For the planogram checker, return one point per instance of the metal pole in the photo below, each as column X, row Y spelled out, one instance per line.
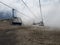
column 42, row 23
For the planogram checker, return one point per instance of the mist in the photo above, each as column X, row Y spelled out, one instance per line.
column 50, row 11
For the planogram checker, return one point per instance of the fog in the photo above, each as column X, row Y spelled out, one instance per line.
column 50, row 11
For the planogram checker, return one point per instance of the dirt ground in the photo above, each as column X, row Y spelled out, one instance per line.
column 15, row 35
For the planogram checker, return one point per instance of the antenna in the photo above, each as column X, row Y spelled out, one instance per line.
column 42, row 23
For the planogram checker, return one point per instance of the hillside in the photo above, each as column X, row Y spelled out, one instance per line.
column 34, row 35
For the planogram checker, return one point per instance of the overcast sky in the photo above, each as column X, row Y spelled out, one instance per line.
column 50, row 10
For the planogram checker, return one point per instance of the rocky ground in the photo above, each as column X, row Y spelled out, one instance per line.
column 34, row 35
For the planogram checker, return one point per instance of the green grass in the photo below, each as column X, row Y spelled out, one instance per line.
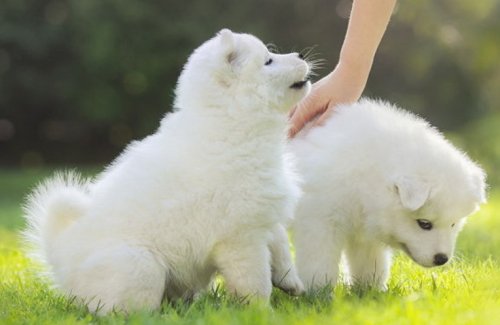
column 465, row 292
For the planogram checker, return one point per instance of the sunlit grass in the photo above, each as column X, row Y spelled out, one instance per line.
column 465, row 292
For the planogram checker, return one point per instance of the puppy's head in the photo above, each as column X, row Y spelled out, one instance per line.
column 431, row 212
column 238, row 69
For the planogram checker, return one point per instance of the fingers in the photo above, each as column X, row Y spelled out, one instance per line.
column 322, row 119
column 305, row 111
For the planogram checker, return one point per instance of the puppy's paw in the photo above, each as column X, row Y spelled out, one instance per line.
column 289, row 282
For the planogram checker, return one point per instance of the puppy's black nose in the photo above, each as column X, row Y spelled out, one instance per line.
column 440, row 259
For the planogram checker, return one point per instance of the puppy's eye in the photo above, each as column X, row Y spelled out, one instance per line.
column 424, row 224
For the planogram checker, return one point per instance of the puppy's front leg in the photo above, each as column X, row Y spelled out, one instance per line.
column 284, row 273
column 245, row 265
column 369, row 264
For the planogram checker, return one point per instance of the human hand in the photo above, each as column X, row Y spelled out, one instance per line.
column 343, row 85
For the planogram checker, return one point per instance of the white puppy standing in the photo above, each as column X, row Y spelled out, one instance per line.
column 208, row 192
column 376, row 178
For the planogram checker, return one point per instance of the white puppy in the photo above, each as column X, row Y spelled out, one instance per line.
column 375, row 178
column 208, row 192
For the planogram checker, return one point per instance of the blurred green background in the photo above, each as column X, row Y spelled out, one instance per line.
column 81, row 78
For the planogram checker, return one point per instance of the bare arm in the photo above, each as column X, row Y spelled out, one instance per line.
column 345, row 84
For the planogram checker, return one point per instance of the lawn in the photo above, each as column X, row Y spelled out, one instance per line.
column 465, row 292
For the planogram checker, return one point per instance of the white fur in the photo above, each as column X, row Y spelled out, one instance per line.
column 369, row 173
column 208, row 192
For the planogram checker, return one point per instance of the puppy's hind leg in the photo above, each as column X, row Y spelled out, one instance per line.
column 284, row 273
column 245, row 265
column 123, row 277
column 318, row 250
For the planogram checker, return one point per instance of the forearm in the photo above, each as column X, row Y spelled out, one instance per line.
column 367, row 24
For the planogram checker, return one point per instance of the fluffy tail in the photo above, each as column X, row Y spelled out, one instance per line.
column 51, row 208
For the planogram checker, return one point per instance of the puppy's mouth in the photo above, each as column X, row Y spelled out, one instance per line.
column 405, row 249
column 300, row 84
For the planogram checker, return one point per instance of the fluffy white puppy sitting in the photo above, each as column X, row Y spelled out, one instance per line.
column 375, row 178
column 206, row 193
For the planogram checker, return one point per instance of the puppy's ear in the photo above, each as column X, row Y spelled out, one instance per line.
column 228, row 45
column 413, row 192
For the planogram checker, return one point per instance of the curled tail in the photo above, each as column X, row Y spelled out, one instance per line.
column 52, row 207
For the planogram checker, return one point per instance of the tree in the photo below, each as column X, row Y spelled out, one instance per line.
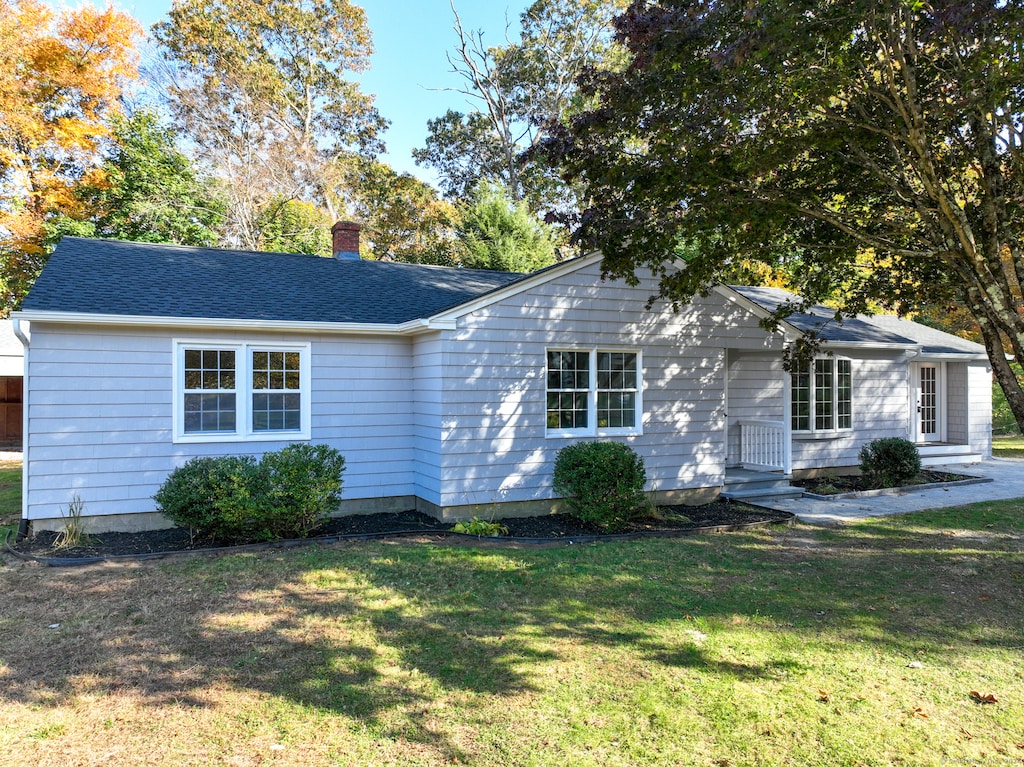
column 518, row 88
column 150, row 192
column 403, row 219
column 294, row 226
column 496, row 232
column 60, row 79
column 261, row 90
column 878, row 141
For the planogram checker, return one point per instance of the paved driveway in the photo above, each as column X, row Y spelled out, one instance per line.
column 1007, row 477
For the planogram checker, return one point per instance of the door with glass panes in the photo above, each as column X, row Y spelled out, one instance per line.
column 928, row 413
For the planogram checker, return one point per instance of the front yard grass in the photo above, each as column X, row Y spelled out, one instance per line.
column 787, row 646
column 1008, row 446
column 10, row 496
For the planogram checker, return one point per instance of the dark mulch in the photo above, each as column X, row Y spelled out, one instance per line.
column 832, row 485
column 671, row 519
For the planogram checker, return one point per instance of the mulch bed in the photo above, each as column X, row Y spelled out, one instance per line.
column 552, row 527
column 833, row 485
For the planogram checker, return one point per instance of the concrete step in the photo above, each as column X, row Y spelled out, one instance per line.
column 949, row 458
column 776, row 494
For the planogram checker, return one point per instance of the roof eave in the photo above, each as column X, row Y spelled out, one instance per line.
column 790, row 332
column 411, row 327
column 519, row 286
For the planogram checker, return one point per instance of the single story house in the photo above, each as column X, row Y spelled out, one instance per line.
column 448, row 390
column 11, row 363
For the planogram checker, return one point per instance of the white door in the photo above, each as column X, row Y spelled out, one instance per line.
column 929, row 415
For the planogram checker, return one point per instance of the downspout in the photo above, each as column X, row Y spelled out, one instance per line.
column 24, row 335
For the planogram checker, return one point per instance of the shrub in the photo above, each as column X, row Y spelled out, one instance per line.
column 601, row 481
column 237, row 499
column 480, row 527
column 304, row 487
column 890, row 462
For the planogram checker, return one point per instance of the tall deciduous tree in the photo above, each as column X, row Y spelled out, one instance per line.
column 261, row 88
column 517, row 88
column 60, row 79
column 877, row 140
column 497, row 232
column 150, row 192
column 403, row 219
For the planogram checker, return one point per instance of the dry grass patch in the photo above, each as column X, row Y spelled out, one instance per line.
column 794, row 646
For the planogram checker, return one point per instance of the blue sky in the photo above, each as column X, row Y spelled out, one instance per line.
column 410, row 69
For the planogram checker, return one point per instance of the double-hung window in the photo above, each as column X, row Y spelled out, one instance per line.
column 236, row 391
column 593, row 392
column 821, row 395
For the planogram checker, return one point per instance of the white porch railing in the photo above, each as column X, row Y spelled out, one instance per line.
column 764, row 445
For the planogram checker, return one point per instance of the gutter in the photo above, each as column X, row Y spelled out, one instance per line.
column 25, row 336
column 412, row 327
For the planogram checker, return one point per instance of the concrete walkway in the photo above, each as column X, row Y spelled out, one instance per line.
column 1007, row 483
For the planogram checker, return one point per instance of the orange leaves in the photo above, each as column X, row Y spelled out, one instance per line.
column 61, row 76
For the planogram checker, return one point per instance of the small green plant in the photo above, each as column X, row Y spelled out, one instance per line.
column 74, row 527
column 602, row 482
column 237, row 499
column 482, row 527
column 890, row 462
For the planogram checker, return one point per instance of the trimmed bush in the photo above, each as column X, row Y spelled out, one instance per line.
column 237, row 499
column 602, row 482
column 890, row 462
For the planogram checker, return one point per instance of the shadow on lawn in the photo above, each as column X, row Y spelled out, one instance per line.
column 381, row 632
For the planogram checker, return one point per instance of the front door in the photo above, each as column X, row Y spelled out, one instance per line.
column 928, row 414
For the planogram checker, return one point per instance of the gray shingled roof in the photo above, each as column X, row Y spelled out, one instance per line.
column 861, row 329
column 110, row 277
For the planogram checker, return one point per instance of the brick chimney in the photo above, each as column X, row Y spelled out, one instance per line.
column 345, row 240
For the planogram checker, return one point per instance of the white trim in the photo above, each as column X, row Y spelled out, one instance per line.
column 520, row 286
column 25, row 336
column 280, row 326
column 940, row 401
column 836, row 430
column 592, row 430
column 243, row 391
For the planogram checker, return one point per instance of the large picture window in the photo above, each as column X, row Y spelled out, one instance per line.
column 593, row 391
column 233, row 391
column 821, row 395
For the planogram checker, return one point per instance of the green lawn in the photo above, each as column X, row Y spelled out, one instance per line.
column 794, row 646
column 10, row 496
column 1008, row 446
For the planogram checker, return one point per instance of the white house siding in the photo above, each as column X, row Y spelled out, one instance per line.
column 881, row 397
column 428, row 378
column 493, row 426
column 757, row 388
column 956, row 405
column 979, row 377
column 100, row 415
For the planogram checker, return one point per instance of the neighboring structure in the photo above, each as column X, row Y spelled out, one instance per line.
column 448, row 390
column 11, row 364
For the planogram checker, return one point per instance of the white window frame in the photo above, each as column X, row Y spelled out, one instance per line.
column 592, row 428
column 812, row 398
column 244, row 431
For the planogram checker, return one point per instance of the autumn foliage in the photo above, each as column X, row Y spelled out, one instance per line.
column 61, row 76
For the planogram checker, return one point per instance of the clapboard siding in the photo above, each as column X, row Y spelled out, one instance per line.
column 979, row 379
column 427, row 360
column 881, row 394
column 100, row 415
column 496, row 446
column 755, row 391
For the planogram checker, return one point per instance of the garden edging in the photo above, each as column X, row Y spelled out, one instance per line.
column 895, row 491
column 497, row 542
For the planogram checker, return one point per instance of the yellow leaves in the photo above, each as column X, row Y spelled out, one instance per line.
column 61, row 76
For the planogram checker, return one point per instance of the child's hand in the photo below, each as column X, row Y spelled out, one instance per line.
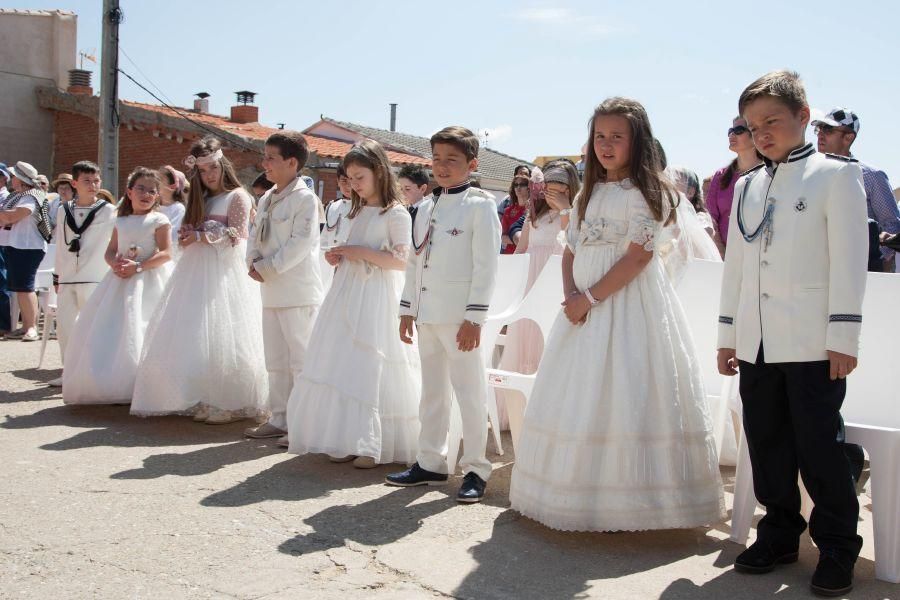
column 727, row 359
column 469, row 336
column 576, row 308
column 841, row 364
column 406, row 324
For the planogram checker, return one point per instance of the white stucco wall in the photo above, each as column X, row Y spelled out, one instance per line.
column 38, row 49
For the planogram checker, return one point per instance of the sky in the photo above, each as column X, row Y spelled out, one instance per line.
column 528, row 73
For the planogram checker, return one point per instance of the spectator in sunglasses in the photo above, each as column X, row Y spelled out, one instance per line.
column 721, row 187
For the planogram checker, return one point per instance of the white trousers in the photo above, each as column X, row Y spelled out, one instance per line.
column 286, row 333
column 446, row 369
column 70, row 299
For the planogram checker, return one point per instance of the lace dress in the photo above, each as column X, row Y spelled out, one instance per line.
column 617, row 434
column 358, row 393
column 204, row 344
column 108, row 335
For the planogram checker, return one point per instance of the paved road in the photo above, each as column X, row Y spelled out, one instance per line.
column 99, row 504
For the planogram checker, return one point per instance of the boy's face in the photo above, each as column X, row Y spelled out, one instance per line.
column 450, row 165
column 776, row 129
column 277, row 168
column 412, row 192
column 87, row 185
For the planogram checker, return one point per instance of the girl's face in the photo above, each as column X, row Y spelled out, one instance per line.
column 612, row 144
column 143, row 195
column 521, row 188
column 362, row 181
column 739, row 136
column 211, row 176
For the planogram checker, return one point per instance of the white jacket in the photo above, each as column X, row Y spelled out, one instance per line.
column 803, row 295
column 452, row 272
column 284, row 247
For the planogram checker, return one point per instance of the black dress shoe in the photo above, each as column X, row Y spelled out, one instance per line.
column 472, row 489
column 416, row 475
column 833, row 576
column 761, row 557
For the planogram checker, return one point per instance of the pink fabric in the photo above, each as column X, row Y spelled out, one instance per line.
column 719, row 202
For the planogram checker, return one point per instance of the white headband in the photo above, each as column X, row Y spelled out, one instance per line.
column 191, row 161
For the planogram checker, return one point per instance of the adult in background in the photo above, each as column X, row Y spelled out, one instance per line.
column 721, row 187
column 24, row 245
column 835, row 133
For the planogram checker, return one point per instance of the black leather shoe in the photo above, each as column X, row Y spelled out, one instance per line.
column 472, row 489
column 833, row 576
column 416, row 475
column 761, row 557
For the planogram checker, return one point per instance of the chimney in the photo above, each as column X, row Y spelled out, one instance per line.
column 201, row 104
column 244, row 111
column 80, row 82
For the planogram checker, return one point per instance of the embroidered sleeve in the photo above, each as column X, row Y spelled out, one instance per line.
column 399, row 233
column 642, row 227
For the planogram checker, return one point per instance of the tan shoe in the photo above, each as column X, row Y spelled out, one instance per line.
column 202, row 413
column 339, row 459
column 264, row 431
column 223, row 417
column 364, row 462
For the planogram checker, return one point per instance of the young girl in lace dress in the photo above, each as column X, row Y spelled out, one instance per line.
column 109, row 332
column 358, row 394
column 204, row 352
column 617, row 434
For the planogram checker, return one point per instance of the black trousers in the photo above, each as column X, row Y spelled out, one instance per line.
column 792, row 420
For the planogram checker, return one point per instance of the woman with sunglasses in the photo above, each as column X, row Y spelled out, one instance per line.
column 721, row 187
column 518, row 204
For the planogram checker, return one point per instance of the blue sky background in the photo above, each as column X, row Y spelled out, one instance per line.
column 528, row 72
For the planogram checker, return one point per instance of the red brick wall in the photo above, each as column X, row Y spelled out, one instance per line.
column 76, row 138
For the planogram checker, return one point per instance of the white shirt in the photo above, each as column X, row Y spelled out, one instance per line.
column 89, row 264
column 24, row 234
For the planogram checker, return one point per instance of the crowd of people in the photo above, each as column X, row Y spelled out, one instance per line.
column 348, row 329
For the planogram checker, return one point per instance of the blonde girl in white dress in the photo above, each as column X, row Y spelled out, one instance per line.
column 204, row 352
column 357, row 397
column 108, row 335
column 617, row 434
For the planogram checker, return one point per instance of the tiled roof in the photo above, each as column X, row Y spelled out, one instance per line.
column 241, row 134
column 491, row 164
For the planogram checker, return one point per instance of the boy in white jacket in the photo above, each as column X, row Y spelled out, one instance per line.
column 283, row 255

========================================================================

(STATED GOAL): Update the part of the listing that opens with the line containing "of the shadow" and closes with the line containing "column 243, row 391", replacing "brick chimney" with "stone chimney" and leaving everything else unchanged. Give only those lines.

(EXERCISE RESULT):
For the planogram checker, return one point per instance of the shadow on lawn in the photo above, each as column X, row Y spelled out, one instance per line.
column 381, row 632
For the planogram checker, return one point per instance of the front door in the photo above, each as column X, row Y spelled out, one instance per line.
column 928, row 414
For the planogram checker, return one point per instance of the gray shingled roof in the photo above, each as column X, row Y spelled out, one instance per line.
column 861, row 329
column 110, row 277
For the planogram checker, return one point per instance of the stone chimney in the photo above, each as column X, row Y spelled out, one instance per line.
column 345, row 240
For the planogram checker, return one point per instance of the white trim in the photo above, each as column X, row Y spelled out, one instance per line.
column 520, row 286
column 25, row 336
column 280, row 326
column 940, row 401
column 836, row 430
column 592, row 430
column 243, row 391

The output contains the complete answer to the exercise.